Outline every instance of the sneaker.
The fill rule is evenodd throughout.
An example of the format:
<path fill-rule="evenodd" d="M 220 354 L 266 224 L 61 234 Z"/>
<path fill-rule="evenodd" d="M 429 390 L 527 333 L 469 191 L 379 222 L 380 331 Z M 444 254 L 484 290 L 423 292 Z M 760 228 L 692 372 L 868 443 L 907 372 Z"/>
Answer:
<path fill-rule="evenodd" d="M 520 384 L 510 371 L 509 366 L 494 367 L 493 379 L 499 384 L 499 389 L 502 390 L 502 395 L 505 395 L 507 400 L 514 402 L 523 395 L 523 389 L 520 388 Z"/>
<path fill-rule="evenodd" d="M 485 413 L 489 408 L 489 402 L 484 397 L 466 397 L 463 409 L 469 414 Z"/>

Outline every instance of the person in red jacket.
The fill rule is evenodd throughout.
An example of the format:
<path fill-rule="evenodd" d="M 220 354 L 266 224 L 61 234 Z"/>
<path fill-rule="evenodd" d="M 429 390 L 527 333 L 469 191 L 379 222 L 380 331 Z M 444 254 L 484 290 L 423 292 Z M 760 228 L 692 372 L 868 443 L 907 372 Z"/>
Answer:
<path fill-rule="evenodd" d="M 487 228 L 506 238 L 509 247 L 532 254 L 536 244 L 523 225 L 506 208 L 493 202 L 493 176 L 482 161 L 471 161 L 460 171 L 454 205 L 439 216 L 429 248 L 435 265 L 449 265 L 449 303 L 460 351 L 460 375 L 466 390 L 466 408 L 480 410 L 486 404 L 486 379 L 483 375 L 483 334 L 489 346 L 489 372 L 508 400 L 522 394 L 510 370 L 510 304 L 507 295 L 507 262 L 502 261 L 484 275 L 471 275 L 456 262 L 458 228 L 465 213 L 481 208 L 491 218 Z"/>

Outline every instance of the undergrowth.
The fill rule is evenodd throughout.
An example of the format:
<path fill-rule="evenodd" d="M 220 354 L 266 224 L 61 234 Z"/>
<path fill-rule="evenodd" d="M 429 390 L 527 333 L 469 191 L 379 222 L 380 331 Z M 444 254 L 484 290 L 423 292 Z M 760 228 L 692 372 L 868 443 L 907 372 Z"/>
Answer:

━━━━━━

■ **WHAT YOU ARE ASKED TO DO**
Output every line of the records above as a numbered list, skipping any blank lines.

■ **TASK OUTPUT**
1. Outline every instance of the sneaker.
2. The fill rule is evenodd throughout.
3. An example of the format:
4. <path fill-rule="evenodd" d="M 220 354 L 266 224 L 61 234 Z"/>
5. <path fill-rule="evenodd" d="M 429 390 L 527 333 L 469 191 L 379 222 L 380 331 Z M 444 254 L 484 290 L 423 292 Z M 760 228 L 692 372 L 868 443 L 907 372 Z"/>
6. Answer:
7. <path fill-rule="evenodd" d="M 520 384 L 510 371 L 509 366 L 494 367 L 493 379 L 499 384 L 499 389 L 502 390 L 502 395 L 505 395 L 507 400 L 514 402 L 523 395 L 523 389 L 520 388 Z"/>
8. <path fill-rule="evenodd" d="M 485 413 L 489 408 L 489 402 L 484 397 L 466 397 L 463 409 L 469 414 Z"/>
9. Outline every instance of the person in red jacket.
10. The fill rule is evenodd throughout.
11. An example of the format:
12. <path fill-rule="evenodd" d="M 220 354 L 266 224 L 61 234 Z"/>
13. <path fill-rule="evenodd" d="M 429 390 L 527 333 L 469 191 L 379 222 L 380 331 Z M 444 254 L 484 290 L 423 292 Z M 760 228 L 692 372 L 868 443 L 907 372 Z"/>
14. Answer:
15. <path fill-rule="evenodd" d="M 487 228 L 506 238 L 509 247 L 532 254 L 536 244 L 523 225 L 506 208 L 493 202 L 493 176 L 482 161 L 471 161 L 460 171 L 454 205 L 439 216 L 429 248 L 435 265 L 449 265 L 449 303 L 460 351 L 460 375 L 466 390 L 466 408 L 480 410 L 486 404 L 486 379 L 483 375 L 483 334 L 489 346 L 489 372 L 508 400 L 522 394 L 510 370 L 510 304 L 507 295 L 507 262 L 502 261 L 484 275 L 471 275 L 456 262 L 458 228 L 465 213 L 481 208 L 491 218 Z"/>
16. Outline every instance of the undergrowth.
17. The fill rule is evenodd throughout.
18. An example of the format:
19. <path fill-rule="evenodd" d="M 220 354 L 266 224 L 61 234 Z"/>
20. <path fill-rule="evenodd" d="M 429 390 L 527 333 L 469 191 L 379 222 L 380 331 Z M 444 254 L 484 290 L 423 292 Z M 760 228 L 692 372 L 868 443 L 907 372 Z"/>
21. Answer:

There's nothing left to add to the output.